What to work on.
Restate the whole listing word for word, missing no line.

Supplied records.

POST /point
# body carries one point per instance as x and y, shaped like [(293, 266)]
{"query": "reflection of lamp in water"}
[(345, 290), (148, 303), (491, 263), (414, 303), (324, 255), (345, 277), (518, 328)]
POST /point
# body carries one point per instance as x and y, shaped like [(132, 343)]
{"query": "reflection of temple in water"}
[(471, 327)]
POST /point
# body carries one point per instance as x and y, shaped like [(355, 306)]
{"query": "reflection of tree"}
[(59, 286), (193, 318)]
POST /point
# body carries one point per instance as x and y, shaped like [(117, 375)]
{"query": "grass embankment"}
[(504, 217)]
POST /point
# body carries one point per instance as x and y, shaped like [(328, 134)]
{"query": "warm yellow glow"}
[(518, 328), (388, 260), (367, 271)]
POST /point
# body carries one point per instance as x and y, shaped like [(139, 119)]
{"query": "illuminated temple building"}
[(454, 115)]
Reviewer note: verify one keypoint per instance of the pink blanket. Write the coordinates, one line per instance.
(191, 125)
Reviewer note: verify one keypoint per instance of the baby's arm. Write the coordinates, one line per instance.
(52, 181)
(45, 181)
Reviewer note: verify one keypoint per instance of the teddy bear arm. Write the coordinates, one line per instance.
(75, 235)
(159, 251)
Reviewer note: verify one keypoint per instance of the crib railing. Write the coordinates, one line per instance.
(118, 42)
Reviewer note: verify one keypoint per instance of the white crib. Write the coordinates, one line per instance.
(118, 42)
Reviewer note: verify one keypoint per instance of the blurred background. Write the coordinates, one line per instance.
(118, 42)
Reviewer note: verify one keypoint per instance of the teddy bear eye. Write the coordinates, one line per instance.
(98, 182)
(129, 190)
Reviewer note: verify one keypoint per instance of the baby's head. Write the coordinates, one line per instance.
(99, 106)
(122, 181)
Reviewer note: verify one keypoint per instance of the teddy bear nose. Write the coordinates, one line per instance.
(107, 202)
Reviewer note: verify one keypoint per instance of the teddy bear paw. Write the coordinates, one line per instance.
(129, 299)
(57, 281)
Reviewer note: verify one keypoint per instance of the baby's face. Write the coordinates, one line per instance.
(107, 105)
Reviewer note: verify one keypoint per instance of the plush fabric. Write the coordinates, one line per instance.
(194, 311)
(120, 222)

Exercise answer.
POST /point
# body carries one point per instance as x and y, shaped like [(293, 266)]
{"query": "reflection of lamp in water"}
[(345, 290), (148, 303), (491, 263), (414, 303), (324, 255), (345, 277), (518, 328)]
POST /point
# body carries one point per instance as x and y, shaped like [(132, 343)]
{"query": "reflection of temple in water"}
[(471, 327)]
POST /point
# body carries one point per instance as x and y, shaped like [(355, 306)]
{"query": "reflection of tree"}
[(59, 286), (193, 318)]
POST /point
# body carries one point per instance as x and y, shaped like [(117, 375)]
{"query": "grass embankment"}
[(504, 217)]
POST /point
# body carries one point per instance as x and y, shaped like [(328, 134)]
{"query": "warm yellow glow"}
[(518, 328), (388, 260), (367, 271)]
POST /point
# body carries one point per instance as x and y, shaped like [(139, 119)]
{"query": "illuminated temple building"}
[(454, 115)]
Reviewer note: verify one keypoint per instance of the pink blanket. Write the coordinates, one line per instance.
(191, 125)
Reviewer note: verify one keypoint per instance of the baby's arm. Write the coordinates, one line per instance.
(52, 181)
(45, 181)
Reviewer note: verify one keypoint per instance of the teddy bear arm. Write the coordinates, one line per instance.
(75, 235)
(159, 251)
Reviewer note: verify one keypoint per instance of the crib railing. Write the coordinates, one line per instance.
(118, 42)
Reviewer note: verify one keypoint per instance of the white crib. Write the coordinates, one line per instance.
(118, 42)
Reviewer note: verify one keypoint per instance of the blurred background. Write the coordinates, one line per instance.
(118, 42)
Reviewer note: verify one keypoint per instance of the teddy bear eye. Write the coordinates, one line per instance.
(98, 182)
(129, 190)
Reviewer note: verify one keypoint per instance of the baby's head. Write the coordinates, one line per instance.
(99, 106)
(122, 181)
Reviewer note: verify one keypoint per instance of the teddy bear nose. Write the coordinates, one line per instance.
(107, 202)
Reviewer note: verify one keypoint per instance of the teddy bear paw. Write the coordinates, one line per instance.
(129, 299)
(57, 281)
Reviewer note: verify one keypoint per instance of the baby's face. Write the coordinates, one line per instance.
(107, 105)
Reviewer note: verify one keypoint per instance of the plush fabric. Write the coordinates, one line per instance.
(194, 311)
(120, 222)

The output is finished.